* ACTIVITY LIST
1 – Do these statements agree with the excerpt on breathalyzer defenses in OUI cases? Answer yes or no to each, quoting the words of the excerpt that decide it. (a) The rising BAC defense requires documentation of the time of the breath test. (b) A .08 breathalyzer reading automatically results in a conviction. (c) The rate at which alcohol is absorbed depends only on the defendant's body weight.
2 – What would come next in the excerpt on breathalyzer defenses in OUI cases? Continue it from its final sentence.

* PAGE EXCERPT
+ + + + + + +
When a defendant has any of these conditions, the defense develops expert testimony and medical records to challenge the specific result. Defense experts contend that the machine cannot fully distinguish ethanol from certain chemically similar compounds and that the regulatory framework ignores individual physiological variation. That challenge is built case by case, on this defendant’s medical history and this machine’s records.
The Rising BAC Defense
Alcohol is absorbed into the bloodstream over time. The rate depends on the type and quantity of alcohol consumed, the food in the stomach, the defendant’s body weight, and individual metabolic factors. A person who stopped drinking an hour before driving may keep absorbing alcohol through the traffic stop, the field sobriety tests, the transport to the station, and the 15-minute observation period. That driver can register above .08 at the breath test even though the BAC while actually driving was below the legal limit.
The rising BAC defense depends on specific facts. It requires documentation of the timing of the last drink, the quantity consumed, the time of the traffic stop, and the time of the breath test. When those facts support the argument, expert testimony on alcohol pharmacokinetics can establish that the BAC while driving was below .08 even though the station-house reading came in above it. The firm’s post on how Massachusetts OUI cases are won at trial shows this defense in action.
What Happens If the Breathalyzer Result Is Admitted
When the breathalyzer result survives the pretrial challenges and is admitted, the defense continues. A .08 reading is not an automatic conviction. It is one piece of evidence the jury must weigh against everything else. Body camera footage showing the defendant speaking clearly, answering questions coherently, and walking without difficulty directly contradicts the characterization of the defendant as impaired. Dash camera footage showing controlled, lawful driving before the stop is similarly relevant. Witness testimony from passengers who observed the defendant throughout the evening is available when it exists.
+ + + + + + +
* SUPPLIED RECORDS
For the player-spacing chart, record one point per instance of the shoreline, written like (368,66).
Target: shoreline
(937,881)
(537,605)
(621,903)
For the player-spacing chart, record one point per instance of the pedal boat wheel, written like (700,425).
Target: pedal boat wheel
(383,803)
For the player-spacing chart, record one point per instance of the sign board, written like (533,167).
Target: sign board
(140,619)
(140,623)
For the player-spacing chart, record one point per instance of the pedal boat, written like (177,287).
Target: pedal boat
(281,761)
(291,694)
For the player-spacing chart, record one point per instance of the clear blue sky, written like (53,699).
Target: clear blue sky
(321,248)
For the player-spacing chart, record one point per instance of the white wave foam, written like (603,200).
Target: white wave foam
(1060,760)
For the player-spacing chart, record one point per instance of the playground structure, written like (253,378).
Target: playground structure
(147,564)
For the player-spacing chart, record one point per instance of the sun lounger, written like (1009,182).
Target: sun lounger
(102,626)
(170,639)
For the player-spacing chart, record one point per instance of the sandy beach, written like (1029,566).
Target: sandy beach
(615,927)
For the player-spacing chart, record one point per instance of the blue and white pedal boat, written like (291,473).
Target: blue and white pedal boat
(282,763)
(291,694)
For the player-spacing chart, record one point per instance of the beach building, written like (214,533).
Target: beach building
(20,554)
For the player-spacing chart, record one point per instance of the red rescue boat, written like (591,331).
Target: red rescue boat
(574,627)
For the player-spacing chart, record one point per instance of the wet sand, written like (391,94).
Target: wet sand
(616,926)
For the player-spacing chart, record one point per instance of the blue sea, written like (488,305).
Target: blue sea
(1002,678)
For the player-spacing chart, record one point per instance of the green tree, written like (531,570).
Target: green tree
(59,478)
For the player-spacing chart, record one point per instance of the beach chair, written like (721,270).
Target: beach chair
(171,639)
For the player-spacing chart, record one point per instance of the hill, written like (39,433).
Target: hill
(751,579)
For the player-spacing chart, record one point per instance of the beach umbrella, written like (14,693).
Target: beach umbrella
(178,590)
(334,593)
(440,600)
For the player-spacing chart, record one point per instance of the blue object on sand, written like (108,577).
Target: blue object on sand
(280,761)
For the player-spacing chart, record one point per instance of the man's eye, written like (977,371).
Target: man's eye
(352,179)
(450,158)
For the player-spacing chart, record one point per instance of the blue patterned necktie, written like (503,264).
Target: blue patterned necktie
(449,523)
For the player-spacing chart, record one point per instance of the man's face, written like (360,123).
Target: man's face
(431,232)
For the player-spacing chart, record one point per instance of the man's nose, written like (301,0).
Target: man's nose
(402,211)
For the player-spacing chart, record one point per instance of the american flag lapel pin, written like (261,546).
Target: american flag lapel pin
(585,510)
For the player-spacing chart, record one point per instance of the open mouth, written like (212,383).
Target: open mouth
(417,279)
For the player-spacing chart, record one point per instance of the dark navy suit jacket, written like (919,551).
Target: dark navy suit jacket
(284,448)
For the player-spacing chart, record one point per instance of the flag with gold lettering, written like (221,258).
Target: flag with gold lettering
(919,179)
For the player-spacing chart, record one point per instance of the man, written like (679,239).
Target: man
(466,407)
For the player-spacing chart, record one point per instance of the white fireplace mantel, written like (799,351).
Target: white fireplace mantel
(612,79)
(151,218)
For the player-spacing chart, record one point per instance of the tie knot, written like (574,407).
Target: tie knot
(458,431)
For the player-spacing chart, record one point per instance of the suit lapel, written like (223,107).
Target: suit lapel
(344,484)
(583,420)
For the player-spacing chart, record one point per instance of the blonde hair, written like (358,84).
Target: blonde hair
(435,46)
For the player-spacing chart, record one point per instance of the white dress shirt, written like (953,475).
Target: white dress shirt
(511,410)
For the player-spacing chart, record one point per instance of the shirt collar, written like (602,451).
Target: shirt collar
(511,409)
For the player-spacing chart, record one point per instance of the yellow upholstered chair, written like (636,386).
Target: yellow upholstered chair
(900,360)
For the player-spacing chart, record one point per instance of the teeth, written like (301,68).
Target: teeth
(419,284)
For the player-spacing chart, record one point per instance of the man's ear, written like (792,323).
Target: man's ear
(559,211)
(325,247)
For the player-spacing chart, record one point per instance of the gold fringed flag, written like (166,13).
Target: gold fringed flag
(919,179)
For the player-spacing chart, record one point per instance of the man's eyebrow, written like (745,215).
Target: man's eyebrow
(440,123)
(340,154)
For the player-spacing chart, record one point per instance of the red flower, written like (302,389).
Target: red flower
+ + + + + + +
* ANSWERS IN ORDER
1 –
(a) Yes: "It requires documentation of the timing of the last drink, the quantity consumed, the time of the traffic stop, and the time of the breath test."
(b) No: "A .08 reading is not an automatic conviction."
(c) No: "The rate depends on the type and quantity of alcohol consumed, the food in the stomach, the defendant’s body weight, and individual metabolic factors."

2 –
Juries are not required to accept a machine reading as conclusive. The prosecution must prove its case beyond a reasonable doubt on the totality of the evidence. Attorney Serpa has tried OUI cases in which the admitted breathalyzer result was .11, .13, and higher and secured not-guilty verdicts in each of them. The firm’s Massachusetts Criminal Defense Trial Results page collects those outcomes. On a first offense, a continuance without a finding paired with the Section 24D alcohol education program can still resolve the case without a conviction. The firm’s page on what a CWOF is and how it works explains that disposition. The result is the beginning of the trial defense, not the end of it.
Key Takeaways
- The roadside portable breath test (PBT) result is inadmissible at trial in Massachusetts. It cannot be shown to a jury as evidence of BAC.
- Evidence that a driver refused the breathalyzer is inadmissible at trial under M.G.L. c. 90, § 24(1)(e). The jury never hears about a refusal.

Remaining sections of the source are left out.